§ **PROBLEM STATEMENT**: Could you copy every record below exactly as it is written?
# # #
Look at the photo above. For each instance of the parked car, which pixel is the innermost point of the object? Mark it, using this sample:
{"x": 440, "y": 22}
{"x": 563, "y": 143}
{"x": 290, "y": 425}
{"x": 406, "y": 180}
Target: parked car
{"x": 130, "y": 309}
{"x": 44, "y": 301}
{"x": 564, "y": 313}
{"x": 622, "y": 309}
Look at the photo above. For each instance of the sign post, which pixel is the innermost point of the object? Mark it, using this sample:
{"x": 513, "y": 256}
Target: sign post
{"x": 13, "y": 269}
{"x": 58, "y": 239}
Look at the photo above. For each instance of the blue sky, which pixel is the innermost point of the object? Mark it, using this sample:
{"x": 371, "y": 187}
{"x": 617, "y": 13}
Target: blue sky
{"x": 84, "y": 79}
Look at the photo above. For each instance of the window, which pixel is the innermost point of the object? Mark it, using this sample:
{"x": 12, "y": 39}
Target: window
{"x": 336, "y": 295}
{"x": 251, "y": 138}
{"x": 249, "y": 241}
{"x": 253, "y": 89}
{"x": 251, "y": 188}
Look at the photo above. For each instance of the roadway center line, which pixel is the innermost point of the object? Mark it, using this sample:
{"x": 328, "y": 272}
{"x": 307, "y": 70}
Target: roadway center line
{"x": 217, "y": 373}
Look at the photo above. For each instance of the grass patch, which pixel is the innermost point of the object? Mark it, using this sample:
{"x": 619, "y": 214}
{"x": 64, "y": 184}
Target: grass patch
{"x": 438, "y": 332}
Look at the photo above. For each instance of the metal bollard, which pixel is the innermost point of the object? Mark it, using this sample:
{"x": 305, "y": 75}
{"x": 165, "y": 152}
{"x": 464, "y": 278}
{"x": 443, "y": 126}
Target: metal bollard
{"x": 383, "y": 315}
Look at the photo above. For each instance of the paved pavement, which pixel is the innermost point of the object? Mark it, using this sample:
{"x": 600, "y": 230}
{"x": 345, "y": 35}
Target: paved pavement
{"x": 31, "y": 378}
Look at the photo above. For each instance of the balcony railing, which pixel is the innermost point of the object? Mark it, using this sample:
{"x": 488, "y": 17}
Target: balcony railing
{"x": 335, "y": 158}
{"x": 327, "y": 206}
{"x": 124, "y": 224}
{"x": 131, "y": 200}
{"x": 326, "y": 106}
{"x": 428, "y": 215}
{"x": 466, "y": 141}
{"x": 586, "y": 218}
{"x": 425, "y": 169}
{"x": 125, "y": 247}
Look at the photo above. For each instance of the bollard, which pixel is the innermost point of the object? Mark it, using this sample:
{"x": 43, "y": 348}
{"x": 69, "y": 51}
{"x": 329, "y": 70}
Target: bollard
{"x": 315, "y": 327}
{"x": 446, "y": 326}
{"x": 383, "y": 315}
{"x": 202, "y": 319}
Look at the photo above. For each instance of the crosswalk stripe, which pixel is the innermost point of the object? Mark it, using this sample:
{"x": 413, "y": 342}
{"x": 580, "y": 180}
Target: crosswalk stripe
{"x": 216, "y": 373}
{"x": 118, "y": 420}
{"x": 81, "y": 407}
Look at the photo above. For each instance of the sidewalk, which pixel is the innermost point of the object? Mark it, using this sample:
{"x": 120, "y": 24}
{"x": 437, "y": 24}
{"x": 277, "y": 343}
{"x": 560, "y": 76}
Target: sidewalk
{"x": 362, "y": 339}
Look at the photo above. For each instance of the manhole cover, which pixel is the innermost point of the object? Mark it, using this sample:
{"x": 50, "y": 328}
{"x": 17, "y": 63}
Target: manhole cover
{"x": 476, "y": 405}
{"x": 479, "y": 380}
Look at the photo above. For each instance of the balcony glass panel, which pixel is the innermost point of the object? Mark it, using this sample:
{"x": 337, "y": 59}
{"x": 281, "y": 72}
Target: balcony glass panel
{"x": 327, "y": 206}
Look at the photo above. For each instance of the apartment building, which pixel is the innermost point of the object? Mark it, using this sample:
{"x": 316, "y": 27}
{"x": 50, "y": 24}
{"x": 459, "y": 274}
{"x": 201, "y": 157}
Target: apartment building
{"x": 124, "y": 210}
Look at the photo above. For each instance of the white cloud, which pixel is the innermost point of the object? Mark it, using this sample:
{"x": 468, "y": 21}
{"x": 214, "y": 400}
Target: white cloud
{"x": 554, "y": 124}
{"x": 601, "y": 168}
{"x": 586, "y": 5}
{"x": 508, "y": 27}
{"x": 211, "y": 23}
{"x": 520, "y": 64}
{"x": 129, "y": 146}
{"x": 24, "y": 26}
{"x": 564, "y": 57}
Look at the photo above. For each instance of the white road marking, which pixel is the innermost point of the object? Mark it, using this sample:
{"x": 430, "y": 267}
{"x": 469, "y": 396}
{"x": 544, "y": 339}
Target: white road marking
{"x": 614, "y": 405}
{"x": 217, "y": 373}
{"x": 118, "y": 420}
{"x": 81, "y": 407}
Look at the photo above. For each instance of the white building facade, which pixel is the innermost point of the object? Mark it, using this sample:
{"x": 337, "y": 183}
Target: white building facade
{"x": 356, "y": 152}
# # #
§ **ANSWER SECTION**:
Look at the photo above. For each instance of the parked car, which pixel is the innermost point of the object? Mark it, using this sample:
{"x": 440, "y": 22}
{"x": 563, "y": 143}
{"x": 290, "y": 425}
{"x": 406, "y": 180}
Target: parked car
{"x": 130, "y": 309}
{"x": 44, "y": 301}
{"x": 564, "y": 313}
{"x": 622, "y": 309}
Look at the photo above. For each instance of the sign post, which pixel is the innermost point of the object? Mark it, using this sample:
{"x": 513, "y": 256}
Target: sign post
{"x": 13, "y": 269}
{"x": 58, "y": 239}
Look at the photo above. For each instance of the blue sky, which pixel is the innermost point of the object? Mark it, using this sample:
{"x": 371, "y": 187}
{"x": 617, "y": 13}
Target: blue sky
{"x": 84, "y": 79}
Look at the photo above. For each instance of the window, which pixel is the innermost point of the object? Mark it, using this sample:
{"x": 12, "y": 39}
Target: window
{"x": 336, "y": 295}
{"x": 251, "y": 138}
{"x": 249, "y": 241}
{"x": 253, "y": 89}
{"x": 251, "y": 188}
Look at the photo above. For each instance of the roadway center line, which pixel is the innermost point of the object? Mark it, using this sample:
{"x": 328, "y": 272}
{"x": 307, "y": 70}
Target: roadway center line
{"x": 217, "y": 373}
Look at the photo above. For each instance of the grass patch, which pixel is the innermost point of the object? Mark it, using this sample:
{"x": 619, "y": 214}
{"x": 64, "y": 184}
Target: grass patch
{"x": 438, "y": 332}
Look at the photo above. For each instance of the metal bollard, which pixel is the innermost point of the object? Mark it, using this sample:
{"x": 305, "y": 75}
{"x": 165, "y": 152}
{"x": 464, "y": 278}
{"x": 443, "y": 126}
Target: metal bollard
{"x": 383, "y": 315}
Look at the photo above. For each instance of the paved pavement, which pixel is the innermost point of the object? Mark it, using this sample:
{"x": 600, "y": 230}
{"x": 345, "y": 35}
Target: paved pavement
{"x": 31, "y": 378}
Look at the photo above. For each instance of the balcony railing, which pixel is the innermost point of the object? Mark it, using this sample:
{"x": 488, "y": 17}
Target: balcony railing
{"x": 335, "y": 158}
{"x": 327, "y": 206}
{"x": 124, "y": 224}
{"x": 131, "y": 200}
{"x": 326, "y": 106}
{"x": 428, "y": 215}
{"x": 466, "y": 141}
{"x": 586, "y": 218}
{"x": 425, "y": 169}
{"x": 125, "y": 247}
Look at the photo above. For each instance of the bollard, which pixel is the innermost point of the object? Mark it, using this sample:
{"x": 43, "y": 348}
{"x": 69, "y": 51}
{"x": 329, "y": 70}
Target: bollard
{"x": 315, "y": 327}
{"x": 446, "y": 326}
{"x": 383, "y": 315}
{"x": 202, "y": 319}
Look at the photo above. For each instance of the crosswalk stripe, which pixel is the innermost point of the object? Mark it, using this sample:
{"x": 413, "y": 342}
{"x": 580, "y": 180}
Target: crosswalk stripe
{"x": 216, "y": 373}
{"x": 118, "y": 420}
{"x": 81, "y": 407}
Look at the photo above. For each instance of the sidewalk, which pixel is the innermost point of the object? Mark it, using this sample:
{"x": 120, "y": 24}
{"x": 437, "y": 24}
{"x": 277, "y": 343}
{"x": 560, "y": 76}
Target: sidewalk
{"x": 362, "y": 339}
Look at the photo above. For each instance of the manhole cover, which pixel is the innermost point of the object? Mark it, using this sample:
{"x": 50, "y": 328}
{"x": 17, "y": 63}
Target: manhole cover
{"x": 476, "y": 405}
{"x": 479, "y": 380}
Look at the photo above. For each instance of the balcony glass panel, which pixel is the innermost point of the object? Mark it, using this sample:
{"x": 337, "y": 59}
{"x": 281, "y": 72}
Target: balcony glass panel
{"x": 327, "y": 206}
Look at the photo above. For each instance of the apartment building, which pixel is the innermost point of the object? Mark it, using this sample:
{"x": 316, "y": 27}
{"x": 50, "y": 24}
{"x": 459, "y": 274}
{"x": 201, "y": 157}
Target: apartment building
{"x": 124, "y": 210}
Look at the photo above. For each instance of the white cloud, which pixel is the innermost point of the object? Mark it, using this sample:
{"x": 468, "y": 21}
{"x": 214, "y": 400}
Target: white cloud
{"x": 554, "y": 124}
{"x": 601, "y": 168}
{"x": 586, "y": 5}
{"x": 508, "y": 27}
{"x": 211, "y": 23}
{"x": 520, "y": 64}
{"x": 129, "y": 146}
{"x": 24, "y": 26}
{"x": 564, "y": 57}
Look at the photo above. For each instance of the white road marking, which pixel is the innermost point of the object? Mark it, using this sample:
{"x": 430, "y": 267}
{"x": 469, "y": 396}
{"x": 544, "y": 339}
Target: white road marking
{"x": 614, "y": 405}
{"x": 217, "y": 373}
{"x": 118, "y": 420}
{"x": 81, "y": 407}
Look at the photo above. For each instance of the white building facade, which pixel is the innermost point of the object? Mark it, using this sample:
{"x": 337, "y": 183}
Target: white building facade
{"x": 356, "y": 152}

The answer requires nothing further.